DIA DE VERGONHA PARA O EXÉRCITO BRITÂNICO
John Pilger [*], 26/03/2003

 
Hoje é um dia de vergonha para os militares britânicos, ao declararem a cidade iraquiana de Basra (Bassorá) - com os seus 600 mil habitantes aterrorizados - "alvo militar".
 
Não teremos ocasião de ler nem de ouvir estas palavras nos meios de comunicação do poder estabelecido que pretendem falar pela Grã-Bretanha.  Mas são a verdade. Com os acontecimentos de Bassorá, a nossa assinatura, forjada por Blair e Bush, passou a ser a vergonha.
 
Depois de lhe terem destruído as reservas de água e as fontes de electricidade, cortado as estradas de abastecimento de produtos alimentares e de não terem conseguido quebrar suas defesas humanas, preparam-se agora para cercar aquela que é a segunda cidade do Iraque, cuja população conta com mais de 40% de crianças.
 
Que momento ignominioso da história da Grã-Bretanha! Eis um país empobrecido, atacado por uma superpotência, os Estados Unidos - que possui uma riqueza inimaginável e as armas mais destrutivas do mundo - e pelo seu cúmplice de "coligação", a Grã-Bretanha - que pode gabar-se de ter um dos melhores exércitos "profissionais" do mundo. Acreditando na sua própria propaganda, a fanfarra militar ficou atordoada com a resistência iraquiana.
 
Tentaram depreciar as milícias que defendem Bassorá com sinistras histórias, segundo as quais os combatentes se matam uns aos outros. A verdade é que os iraquianos estão a lutar corajosamente para defender, não um tirano, mas a sua Pátria. É uma verdade que a esmagadora maioria dos ingleses que possuem algum decoro irá admitir.
 
A comparação histórica que Tony Blair e os seus propagandistas temem é a que se poderia estabelecer com o próprio povo britânico quando este teve de se defender contra o invasor. Isto aconteceu há 60 anos e agora somos "nós" os invasores rapaces.

• **Excertos de dados**

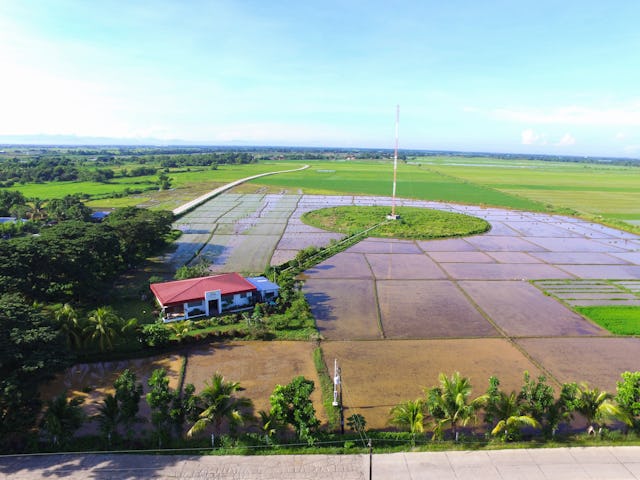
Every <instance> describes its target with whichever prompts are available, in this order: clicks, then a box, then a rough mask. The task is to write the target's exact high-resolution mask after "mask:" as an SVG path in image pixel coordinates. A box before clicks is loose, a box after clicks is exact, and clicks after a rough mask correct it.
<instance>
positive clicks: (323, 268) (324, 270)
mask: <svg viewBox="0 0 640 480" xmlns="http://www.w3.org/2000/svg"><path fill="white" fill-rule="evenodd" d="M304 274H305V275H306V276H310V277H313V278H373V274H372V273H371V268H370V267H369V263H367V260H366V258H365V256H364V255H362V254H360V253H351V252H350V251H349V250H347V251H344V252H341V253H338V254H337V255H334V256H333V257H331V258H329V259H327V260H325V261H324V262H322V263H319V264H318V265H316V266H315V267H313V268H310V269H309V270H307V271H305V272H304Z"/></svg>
--
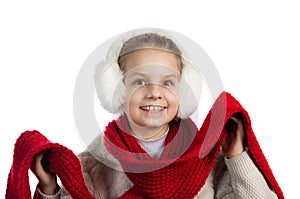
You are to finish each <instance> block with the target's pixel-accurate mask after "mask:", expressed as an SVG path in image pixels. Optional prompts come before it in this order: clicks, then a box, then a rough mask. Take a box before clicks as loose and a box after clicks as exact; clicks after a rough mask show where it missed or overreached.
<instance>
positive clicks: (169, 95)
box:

• **Tarefa escrita 1**
Diga se cada afirmação concorda com o texto sobre Bassorá, respondendo sim ou não e citando as palavras do texto que decidem: (a) Bassorá tem 600 mil habitantes; (b) Bassorá é a maior cidade do Iraque; (c) o autor situa há 60 anos o episódio em que o povo britânico se defendeu contra o invasor.
• **Tarefa escrita 2**
Prossiga o texto sobre Bassorá a partir do ponto em que ele termina.

• **Resposta ao exercício 1**
(a) Sim: "com os seus 600 mil habitantes aterrorizados".
(b) Não: "aquela que é a segunda cidade do Iraque".
(c) Sim: "Isto aconteceu há 60 anos".

• **Resposta ao exercício 2**
Blair disse ontem que, nos últimos cinco anos, 400 mil crianças iraquianas morreram de subnutrição e causas com ela relacionadas, e que "enormes reservas de ajuda humanitária" e de água potável esperavam no Kuwait, bastando que o regime iraquiano permitisse transportá-las em segurança. Na realidade, inúmeras provas, nomeadamente as publicadas pelo Fundo das Nações Unidas para a Infância, demonstram que os principais motivos da morte dessas crianças são o cerco persistente e o embargo de 12 anos liderado pelos EUA e pela Grã-Bretanha.
 
No passado mês de Julho, 5,4 mil milhões de dólares de produtos humanitários aprovados pela ONU e pagos pelo Governo iraquiano foram bloqueados por Washington, com o aval do Governo de Blair. O antigo Subsecretário-Geral da ONU, Denis Halliday, enviado ao Iraque para organizar o programa "Petróleo por Alimentos", descreve as consequências do embargo como "nada menos do que um genocídio". Palavras semelhantes foram utilizadas pelo seu sucessor, Hans Von Sponeck. Ambos se demitiram como forma de protesto, declarando que o embargo apenas reforçava o poder de Saddam. Ambos apelidaram Blair de mentiroso.
 
E agora as tropas de Blair disparam mísseis teleguiados para "quebrar as resistências" de Basra. Percorri as ruas da cidade e uma estrada totalmente destruída por um míssil americano. Os mortos e feridos eram crianças, claro, porque as crianças estão em todo o lado. Enquanto permaneci no pátio de recreio de uma escola, com um professor e várias centenas de jovens subalimentados, tive de tapar a cara com um lenço.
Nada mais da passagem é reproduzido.